◆ Requirements
1. Translate this sentence from the spavs function documentation into Spanish: "At each iteration, a move is proposed that is chosen with equal probability among those allowed."
2. Write the next part of the spavs function documentation, picking up right after its final sentence.

◆ Source excerpt
┌────────
##########################################################################################################################################
#' Posterior sampling of configurations of sets of responses and associated regressors.
#'
#' \code{spavs} is the main function of the package. It runs a Markov chain or multiple chains corresponding either to different temperatures when parallel tempering is used or to different initializations when tempering is not used. At each iteration, a move is proposed that is chosen with equal probability among those allowed. A move can be a merge or a split move of one of two kinds (type 1 and of type 2). The details of the algorithm are described in the paper by \href{https://doi.org/10.1214/09-BA416}{S. Monni and M. G. Tadesse (2009)}. As far as possible, the input statistical parameters of the \code{spavs} function follow the notation in that paper.
#' This function does not return any R objects. Instead the MCMC output (i.e., the sampled configurations) and other information are written into output files as detailed below.
#' If needed for analysis, the sampled configurations can then be loaded in R from these output files as lists, employing the
#' function \code{\link{conf.file.to.list}}. Estimates of posterior probabilities can be computed with the function \code{\link{pairwise.probs}}.
└────────
Rows from a box-labeling dataset
┌────────
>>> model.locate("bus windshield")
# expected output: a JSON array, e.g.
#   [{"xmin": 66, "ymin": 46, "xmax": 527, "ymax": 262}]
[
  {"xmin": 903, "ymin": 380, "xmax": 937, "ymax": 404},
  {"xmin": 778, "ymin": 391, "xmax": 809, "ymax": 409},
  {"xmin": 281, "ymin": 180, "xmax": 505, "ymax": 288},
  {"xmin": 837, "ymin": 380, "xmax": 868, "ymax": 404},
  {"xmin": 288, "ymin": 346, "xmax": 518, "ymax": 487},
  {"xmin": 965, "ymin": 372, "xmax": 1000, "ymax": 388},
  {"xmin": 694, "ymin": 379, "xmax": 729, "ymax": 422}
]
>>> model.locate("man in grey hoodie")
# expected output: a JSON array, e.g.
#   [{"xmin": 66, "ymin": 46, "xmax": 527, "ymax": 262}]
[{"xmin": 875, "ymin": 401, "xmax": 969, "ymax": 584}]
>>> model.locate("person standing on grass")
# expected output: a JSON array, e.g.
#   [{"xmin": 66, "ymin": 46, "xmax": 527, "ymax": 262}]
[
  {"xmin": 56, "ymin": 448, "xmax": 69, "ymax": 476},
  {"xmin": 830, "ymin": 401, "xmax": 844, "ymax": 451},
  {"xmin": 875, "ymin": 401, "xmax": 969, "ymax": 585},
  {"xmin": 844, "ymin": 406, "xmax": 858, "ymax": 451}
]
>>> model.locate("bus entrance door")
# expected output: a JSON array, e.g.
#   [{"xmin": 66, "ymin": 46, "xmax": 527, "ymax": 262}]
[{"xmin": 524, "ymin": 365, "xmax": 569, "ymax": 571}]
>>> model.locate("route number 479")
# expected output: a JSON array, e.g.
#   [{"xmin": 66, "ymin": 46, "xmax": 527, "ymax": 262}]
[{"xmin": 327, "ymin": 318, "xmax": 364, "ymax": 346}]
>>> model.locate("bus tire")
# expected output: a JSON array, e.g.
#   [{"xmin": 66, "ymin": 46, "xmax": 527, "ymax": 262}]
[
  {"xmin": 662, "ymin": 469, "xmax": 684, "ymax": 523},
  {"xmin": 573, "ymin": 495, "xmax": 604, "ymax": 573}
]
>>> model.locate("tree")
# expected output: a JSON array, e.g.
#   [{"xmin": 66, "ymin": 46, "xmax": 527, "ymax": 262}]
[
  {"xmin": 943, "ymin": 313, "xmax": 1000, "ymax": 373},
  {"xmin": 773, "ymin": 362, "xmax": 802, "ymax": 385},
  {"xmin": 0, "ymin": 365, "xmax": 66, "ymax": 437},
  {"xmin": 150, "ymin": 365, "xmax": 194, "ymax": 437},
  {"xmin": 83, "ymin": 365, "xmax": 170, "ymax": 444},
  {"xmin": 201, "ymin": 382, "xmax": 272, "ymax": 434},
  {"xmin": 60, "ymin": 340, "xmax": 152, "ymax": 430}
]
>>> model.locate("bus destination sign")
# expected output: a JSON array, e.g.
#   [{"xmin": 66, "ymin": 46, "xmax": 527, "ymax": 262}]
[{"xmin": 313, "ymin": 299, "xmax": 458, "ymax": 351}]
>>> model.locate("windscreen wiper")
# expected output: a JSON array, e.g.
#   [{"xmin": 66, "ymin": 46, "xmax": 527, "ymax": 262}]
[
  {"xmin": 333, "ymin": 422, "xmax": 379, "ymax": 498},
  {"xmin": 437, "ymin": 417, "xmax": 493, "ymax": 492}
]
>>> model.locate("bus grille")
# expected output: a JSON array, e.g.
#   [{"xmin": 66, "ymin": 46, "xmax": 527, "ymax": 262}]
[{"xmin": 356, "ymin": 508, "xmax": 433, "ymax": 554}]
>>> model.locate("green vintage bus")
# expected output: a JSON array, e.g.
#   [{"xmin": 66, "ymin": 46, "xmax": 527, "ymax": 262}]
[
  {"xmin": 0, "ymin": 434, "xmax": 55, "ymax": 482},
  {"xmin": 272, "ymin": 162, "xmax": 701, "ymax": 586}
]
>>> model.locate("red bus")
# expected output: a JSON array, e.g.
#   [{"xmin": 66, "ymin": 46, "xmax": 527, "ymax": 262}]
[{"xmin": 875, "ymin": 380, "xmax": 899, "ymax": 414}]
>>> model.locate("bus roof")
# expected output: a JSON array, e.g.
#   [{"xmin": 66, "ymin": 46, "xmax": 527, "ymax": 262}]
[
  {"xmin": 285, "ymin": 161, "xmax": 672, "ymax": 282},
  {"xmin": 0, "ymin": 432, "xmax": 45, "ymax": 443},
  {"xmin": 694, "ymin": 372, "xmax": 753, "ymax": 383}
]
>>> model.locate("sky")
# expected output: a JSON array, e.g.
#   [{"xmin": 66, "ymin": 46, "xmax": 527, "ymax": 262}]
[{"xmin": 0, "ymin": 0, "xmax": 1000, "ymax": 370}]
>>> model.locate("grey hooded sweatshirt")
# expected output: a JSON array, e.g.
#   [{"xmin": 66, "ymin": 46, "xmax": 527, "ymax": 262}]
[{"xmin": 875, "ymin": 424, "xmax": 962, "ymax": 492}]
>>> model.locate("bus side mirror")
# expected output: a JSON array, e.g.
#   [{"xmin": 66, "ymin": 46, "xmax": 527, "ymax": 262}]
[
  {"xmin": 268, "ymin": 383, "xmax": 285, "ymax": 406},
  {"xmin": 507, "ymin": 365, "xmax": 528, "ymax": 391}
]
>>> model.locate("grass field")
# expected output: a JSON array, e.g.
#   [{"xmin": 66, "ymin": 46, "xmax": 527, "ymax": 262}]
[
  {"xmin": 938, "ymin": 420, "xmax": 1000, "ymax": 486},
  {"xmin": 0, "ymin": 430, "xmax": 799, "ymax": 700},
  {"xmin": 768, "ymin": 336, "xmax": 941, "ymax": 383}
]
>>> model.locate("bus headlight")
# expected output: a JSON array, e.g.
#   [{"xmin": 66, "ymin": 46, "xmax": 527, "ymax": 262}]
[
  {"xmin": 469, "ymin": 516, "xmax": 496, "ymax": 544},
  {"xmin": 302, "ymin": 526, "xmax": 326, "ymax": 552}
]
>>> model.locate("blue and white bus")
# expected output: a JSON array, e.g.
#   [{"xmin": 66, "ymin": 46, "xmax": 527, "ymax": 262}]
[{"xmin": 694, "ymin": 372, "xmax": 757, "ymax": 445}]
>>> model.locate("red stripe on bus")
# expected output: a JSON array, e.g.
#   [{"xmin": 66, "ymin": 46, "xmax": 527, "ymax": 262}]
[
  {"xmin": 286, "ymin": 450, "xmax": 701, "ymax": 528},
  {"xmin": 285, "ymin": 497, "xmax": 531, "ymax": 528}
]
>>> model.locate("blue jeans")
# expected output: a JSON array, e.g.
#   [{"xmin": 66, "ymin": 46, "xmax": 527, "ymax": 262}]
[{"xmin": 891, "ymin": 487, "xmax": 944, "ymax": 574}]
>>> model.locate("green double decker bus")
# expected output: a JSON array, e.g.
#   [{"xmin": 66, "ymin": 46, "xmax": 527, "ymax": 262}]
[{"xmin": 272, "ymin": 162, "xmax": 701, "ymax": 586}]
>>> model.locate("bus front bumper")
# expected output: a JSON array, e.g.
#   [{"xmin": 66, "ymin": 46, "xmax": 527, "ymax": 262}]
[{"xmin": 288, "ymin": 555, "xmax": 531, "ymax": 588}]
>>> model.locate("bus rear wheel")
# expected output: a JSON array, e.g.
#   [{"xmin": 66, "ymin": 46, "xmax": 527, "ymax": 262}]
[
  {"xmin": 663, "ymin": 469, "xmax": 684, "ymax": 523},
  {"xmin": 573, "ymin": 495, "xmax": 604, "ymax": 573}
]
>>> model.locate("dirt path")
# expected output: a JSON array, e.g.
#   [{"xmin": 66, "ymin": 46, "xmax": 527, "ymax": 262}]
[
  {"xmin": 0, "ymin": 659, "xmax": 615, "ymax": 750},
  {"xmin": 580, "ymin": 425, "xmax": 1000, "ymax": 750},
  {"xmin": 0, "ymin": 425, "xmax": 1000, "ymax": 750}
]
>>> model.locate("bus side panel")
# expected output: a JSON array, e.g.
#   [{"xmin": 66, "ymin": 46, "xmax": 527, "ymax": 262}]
└────────
◆ Task-by-task answers
1. En cada iteración, se propone un movimiento que se elige con igual probabilidad entre los permitidos.

2.
#' @param Y the matrix of outcomes: an \eqn{n*q} matrix, with \eqn{q} the number of reponses and n the number of samples (the transpose of the matrix Y in the paper).
#'
#' @param X the matrix of predictors: an \eqn{n*p} matrix, with \eqn{p} the number of predictors (the transpose of the matrix X in the paper).
#' @param h0,h hyperparameters that control the variance of the normal priors of the regression coefficients.
#' \code{h0} controls the variance of the intercepts and \code{h} the variance of the regression coefficients of the regressors X.
#' @param sigma0.square,nu the shape and scale hyperparameters for the inverse-Gamma prior of the component residuals variances \eqn{sigma_k^2}.
#' The prior mode is \eqn{nu/(sigma0.square+1)}.
#' @param rho a real number \eqn{0< rho < 1}. It controls the prior probability: \eqn{P(C)=rho^{m*n}}, for an (m, n) configuration C.
#' @param alpha0 a length-q numeric vector. If NULL (default) the entries are set to 0.
#' It is the mean of the normal prior of the intercepts of the mean function of \eqn{(Y_1, \ldots, Y_q)}.
#'
#' @param beta0 a length-p numeric vector. If NULL (default) the entries are set to 0.
#' It is the mean of the normal prior of the vector of the regression coefficients for predictors \eqn{(X_1, \ldots, X_p)}.
#'
#' @param p.split controls the number of common predictors in the components resulting from a split move of type 2.
#' \code{p.split} must be in the interval \eqn{(0, 1)}. If the component to be split has \eqn{m} regressors,
#' the number of common regressors in the two resulting components is \eqn{k}, with probability, when \eqn{m>0},
#' \deqn{P(k)=p.split/(1+\floor(m/2)),} for \eqn{k=0,1, \ldots, \floor(m/2)}
#' \deqn{P(k)=(1-p.split)/(m-\floor(m/2)),} for \eqn{k=\floor(m/2), \ldots, m},
#' and, when \eqn{m=0}, \eqn{k=0} with probability 1.
#' @param tempering TRUE/FALSE specifies whether or not tempering is to be employed.
#' @param inv.temp a numeric vector of either length 1 or length equal to \code{tchains}.
#' It is considered only when \code{tempering=TRUE}.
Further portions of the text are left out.